─── Text excerpt

This ‘Arsia Mons Elongated Cloud’ (AMEC) appears to develop every morning during the spring and summer seasons.

Read more from Lewis Dartnell, including a guide to the Asteroid Belt and a look at electronic propulsion of spacecraft.

The Arsia Mons Elongated Cloud. Credit: ESA/DLR/FU Berlin/J. Cowart, CC BY-SA 3.0 IGO
The Arsia Mons Elongated Cloud. Credit: ESA/DLR/FU Berlin/J. Cowart, CC BY-SA 3.0 IGO

Before dawn, a circular head of cloud, around 125km across, emerges over the western flank of the mountain, which then after sunrise extends rapidly westwards with the prevailing winds – moving at over 600km/h.

Eventually this thin tail of cloud reaches almost 1,800km, wrapped around the planet. By midday the air has warmed enough that the entire stretch of cloud evaporates and disappears.

Next morning, the cycle repeats again until the end of summer. The cloud stands out because the Arsia Mons volcano seems to be the only spot on Mars where water ice clouds form regularly in this season.

Images of the Arsia Mons Elongated Cloud captured on 17 and 19 July 2020 by the Visual Monitoring Camera (VMC) on Mars Express. Credit: ESA/GCP/UPV/EHU Bilbao
Images of the Arsia Mons Elongated Cloud captured on 17 and 19 July 2020 by the Visual Monitoring Camera (VMC) on Mars Express. Credit: ESA/GCP/UPV/EHU Bilbao

The team first spotted the curious cloud in 2018, and then – by checking back through archived imagery from a handful of different missions – realised it had been observed by orbiting spacecraft for years but no one had noticed it in the photographs.

──────

• Description of the task: In the Arsia Mons cloud excerpt, what reason is given for the cloud standing out? Answer in one to three sentences.

─── Data supplied

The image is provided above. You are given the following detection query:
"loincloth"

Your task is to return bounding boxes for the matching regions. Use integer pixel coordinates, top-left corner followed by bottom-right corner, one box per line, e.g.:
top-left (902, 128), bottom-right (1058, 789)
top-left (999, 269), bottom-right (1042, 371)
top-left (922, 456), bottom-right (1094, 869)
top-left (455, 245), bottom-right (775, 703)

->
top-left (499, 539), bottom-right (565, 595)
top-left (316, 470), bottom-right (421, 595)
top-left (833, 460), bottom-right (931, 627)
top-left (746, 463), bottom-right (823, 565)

──────

• Response to this exercise: The cloud stands out because the Arsia Mons volcano seems to be the only spot on Mars where water ice clouds form regularly during this season.